→ EXTRACT PROVIDED

— start —

The point of all this is that electrostatic transducers seem to be even more detailed and transparent than planar magnetic ones. I had a quick listen to some Maggies: they’re great, but they don’t match electrostatics for sheer transparency.

One potential drawback of hyper-transparent speakers is that they make poor recordings hard to live with. This applies especially to rock/pop, which can become unpleasantly raucous and abrasive.

My experience of the MLs so far hasn’t really conformed to this picture. It’s true that these speakers make the character of a recording more obvious. It’s easier to spot when music is compressed. Poorly miked material or recordings that have an unnaturally bright balance seem to show their hand more clearly. Another way of putting it would be to say that a lot of recordings reveal their essentially artificial character.

Having said that, I still find myself enjoying these poor recordings more through the MLs than through my Cremonas. The recordings might sound more obviously artificial, but at the same time they also sound more real – I mean real in the sense that the instruments have the texture and presence of real instruments, and they occupy a more determinate space in the soundstage. But good recordings -- well, they shoot ahead of the bad ones. Well recorded music sounds extraordinary.

Anyway, my feeling is that both poor and good recordings sound better through the MLs than through the SFs, but that the gap between good and bad recordings has grown.

— end —

→ RECORD EXCERPTS
— start —

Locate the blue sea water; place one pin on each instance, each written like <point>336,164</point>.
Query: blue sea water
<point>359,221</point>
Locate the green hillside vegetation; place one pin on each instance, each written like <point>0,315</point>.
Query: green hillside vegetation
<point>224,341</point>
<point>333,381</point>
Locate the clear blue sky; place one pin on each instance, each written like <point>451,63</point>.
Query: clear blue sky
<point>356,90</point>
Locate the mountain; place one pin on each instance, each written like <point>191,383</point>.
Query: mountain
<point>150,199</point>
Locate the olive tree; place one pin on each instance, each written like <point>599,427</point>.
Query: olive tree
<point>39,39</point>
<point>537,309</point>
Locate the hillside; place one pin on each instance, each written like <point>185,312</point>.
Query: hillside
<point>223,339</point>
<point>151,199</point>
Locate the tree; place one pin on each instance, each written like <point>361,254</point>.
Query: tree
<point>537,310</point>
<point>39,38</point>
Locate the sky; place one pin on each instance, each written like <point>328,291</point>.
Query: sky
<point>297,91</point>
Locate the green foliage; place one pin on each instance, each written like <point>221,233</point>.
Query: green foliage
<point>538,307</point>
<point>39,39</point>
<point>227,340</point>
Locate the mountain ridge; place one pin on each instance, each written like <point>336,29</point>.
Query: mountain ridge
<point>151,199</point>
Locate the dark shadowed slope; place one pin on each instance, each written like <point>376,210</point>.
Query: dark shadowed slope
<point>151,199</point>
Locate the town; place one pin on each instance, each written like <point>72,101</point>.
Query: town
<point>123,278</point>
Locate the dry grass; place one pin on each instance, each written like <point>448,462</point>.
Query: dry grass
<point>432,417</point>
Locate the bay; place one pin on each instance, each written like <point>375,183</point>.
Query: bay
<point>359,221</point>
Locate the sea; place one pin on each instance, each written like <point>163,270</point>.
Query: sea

— end —

→ TASKS TO COMPLETE
(1) Answer these from the passage on electrostatic speakers:
(a) In what two ways do electrostatic transducers seem to surpass planar magnetic ones?
(b) Which kind of music can become unpleasantly raucous and abrasive on hyper-transparent speakers?
(c) Besides the MLs, which speakers does the writer compare them with when listening to poor recordings?
(2) Please turn the paragraph beginning "My experience of the MLs so far" in the passage on electrostatic speakers into a short bulleted list that keeps its main points.
(3) From the passage on electrostatic speakers, reproduce word for word the section starting at "The point of" and ending at "raucous and abrasive.".

→ FULL SOLUTIONS
(1)
(a) They seem to be even more detailed and transparent.
(b) Rock/pop.
(c) The Cremonas.

(2)
- The writer's experience of the MLs hasn't really matched the idea that hyper-transparent speakers make poor recordings hard to live with.
- The MLs make a recording's character more obvious.
- Compression is easier to spot.
- Poorly miked or unnaturally bright recordings show their flaws more clearly.
- Many recordings reveal their essentially artificial character.

(3)
The point of all this is that electrostatic transducers seem to be even more detailed and transparent than planar magnetic ones. I had a quick listen to some Maggies: they’re great, but they don’t match electrostatics for sheer transparency.

One potential drawback of hyper-transparent speakers is that they make poor recordings hard to live with. This applies especially to rock/pop, which can become unpleasantly raucous and abrasive.